### Aim of the task
Render the lines below as a JSON list of strings, with one string for each line and any blank lines left out.

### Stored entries
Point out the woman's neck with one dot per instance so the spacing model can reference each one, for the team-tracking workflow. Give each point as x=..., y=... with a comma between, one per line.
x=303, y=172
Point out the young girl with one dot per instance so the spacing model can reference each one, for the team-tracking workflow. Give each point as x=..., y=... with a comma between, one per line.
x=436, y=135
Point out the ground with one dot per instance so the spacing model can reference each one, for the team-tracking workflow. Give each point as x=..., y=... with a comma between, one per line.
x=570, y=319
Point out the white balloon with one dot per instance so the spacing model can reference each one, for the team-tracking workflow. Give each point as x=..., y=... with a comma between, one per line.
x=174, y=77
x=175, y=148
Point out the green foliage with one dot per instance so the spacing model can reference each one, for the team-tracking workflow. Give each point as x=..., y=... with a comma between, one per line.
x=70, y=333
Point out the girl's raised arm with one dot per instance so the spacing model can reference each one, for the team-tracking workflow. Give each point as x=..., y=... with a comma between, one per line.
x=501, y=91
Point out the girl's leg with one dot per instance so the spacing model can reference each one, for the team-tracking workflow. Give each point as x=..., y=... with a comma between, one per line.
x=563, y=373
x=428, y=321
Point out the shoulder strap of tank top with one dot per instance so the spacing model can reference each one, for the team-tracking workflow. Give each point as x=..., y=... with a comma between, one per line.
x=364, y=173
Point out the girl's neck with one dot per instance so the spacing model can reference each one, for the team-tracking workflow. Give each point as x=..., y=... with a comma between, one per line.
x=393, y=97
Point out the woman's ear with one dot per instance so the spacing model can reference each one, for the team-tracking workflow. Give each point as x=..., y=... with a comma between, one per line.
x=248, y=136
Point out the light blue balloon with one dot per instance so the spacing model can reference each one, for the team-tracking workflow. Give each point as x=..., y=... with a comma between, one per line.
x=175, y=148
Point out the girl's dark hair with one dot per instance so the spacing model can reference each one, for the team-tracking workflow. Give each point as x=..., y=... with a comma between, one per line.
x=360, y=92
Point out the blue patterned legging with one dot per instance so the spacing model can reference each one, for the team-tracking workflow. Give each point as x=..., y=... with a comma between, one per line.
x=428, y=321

### Response to this task
[
  "Point out the woman's neck with one dot per instance so the spacing model can reference each one, for the team-tracking workflow. Give each point as x=..., y=... with a comma between, one per line.",
  "x=303, y=172",
  "Point out the young girl with one dot per instance so the spacing model can reference each one, for the team-tracking workflow. Give each point as x=..., y=... with a comma between, one per line.",
  "x=436, y=135",
  "Point out the ground with one dot per instance so the spacing model can reference each one, for the team-tracking workflow. Give each point as x=..., y=... with a comma between, one per line.",
  "x=570, y=319",
  "Point out the white balloon with one dot per instance so the spacing model can reference each one, for the team-tracking workflow. Give each point as x=..., y=... with a comma between, one per line.",
  "x=174, y=77",
  "x=175, y=148",
  "Point out the green foliage with one dot per instance so the spacing model can reference each one, for the team-tracking workflow. Give each point as x=..., y=... with a comma between, one per line.",
  "x=70, y=333",
  "Point out the girl's raised arm with one dot per instance so the spacing model can reference each one, for the team-tracking workflow. Give each point as x=..., y=... with a comma between, one per line.",
  "x=501, y=91",
  "Point out the girl's leg with one dot per instance so the spacing model can reference each one, for the team-tracking workflow. Give each point as x=..., y=... with a comma between, one per line.",
  "x=563, y=373",
  "x=428, y=321",
  "Point out the shoulder strap of tank top with one dot per instance so the spacing model can reference each one, for the team-tracking workflow. Give each point as x=..., y=... with a comma between, one per line.",
  "x=364, y=173",
  "Point out the girl's neck with one dot per instance so the spacing model can reference each one, for the team-tracking workflow. Give each point as x=..., y=... with a comma between, one per line.",
  "x=393, y=97",
  "Point out the woman's ear with one dot per instance so the spacing model can reference each one, for the team-tracking workflow. Give each point as x=..., y=... with a comma between, one per line.",
  "x=248, y=136",
  "Point out the light blue balloon with one dot per instance so the spacing model can reference each one, for the team-tracking workflow. Give each point as x=..., y=... with a comma between, one per line.",
  "x=175, y=148",
  "Point out the girl's dark hair with one dot per instance so the spacing model can reference each one, for the team-tracking workflow. Give each point as x=..., y=... with a comma between, one per line.",
  "x=360, y=92",
  "Point out the blue patterned legging with one dot per instance so the spacing model can reference each one, for the team-tracking workflow. Give each point as x=..., y=... with a comma between, one per line.",
  "x=428, y=321"
]